START Records shown
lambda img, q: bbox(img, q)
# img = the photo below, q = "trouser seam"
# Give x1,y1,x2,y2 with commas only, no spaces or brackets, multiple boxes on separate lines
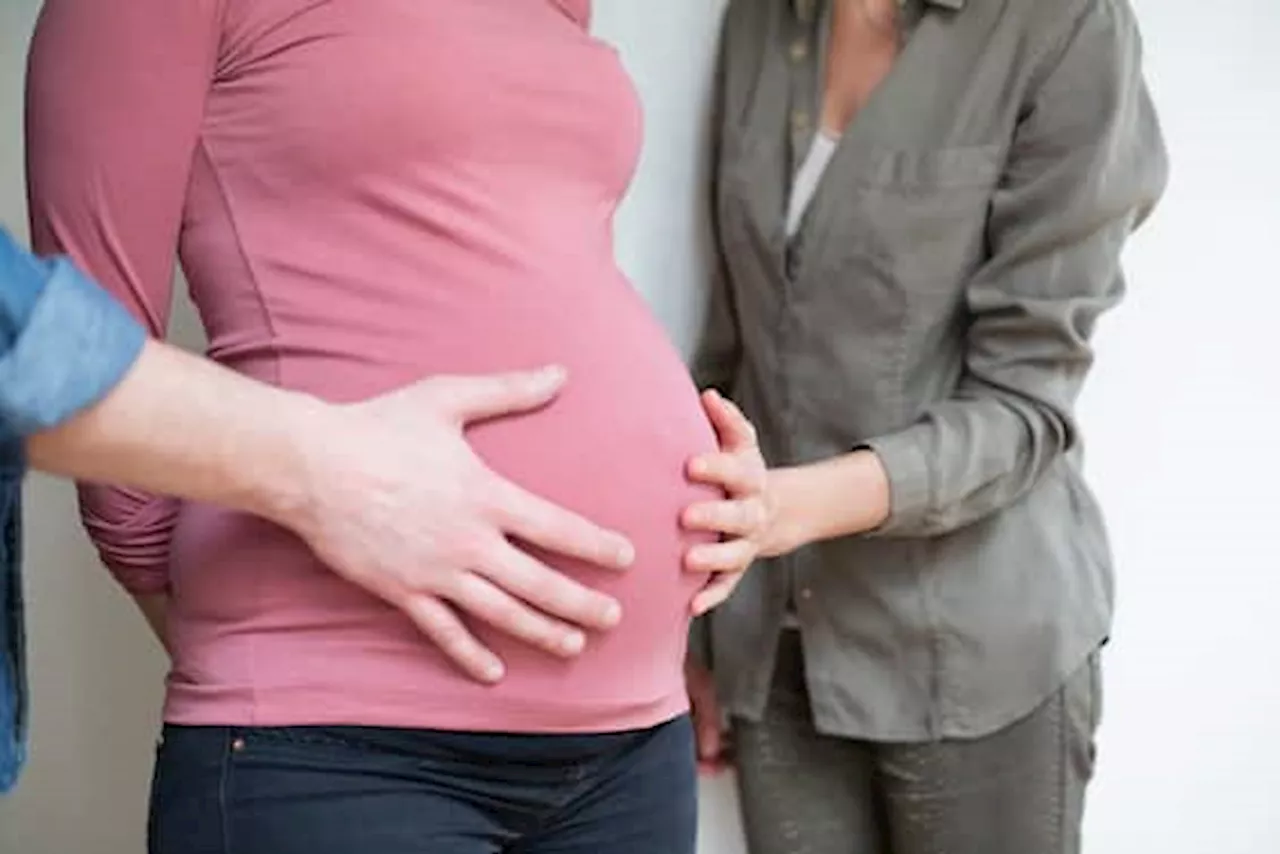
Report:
220,729,233,854
1055,684,1067,854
END Records shown
Activity: A word-for-word retyping of every record is required, without the pictures.

Response below:
lambda img, q: bbox(img, q)
# img = the photo below, q = "trouser seam"
# Give x1,y1,x2,y2 with commas only, no spaces or brackets, multiple boxes on separate lines
Report:
220,729,233,854
1055,684,1067,854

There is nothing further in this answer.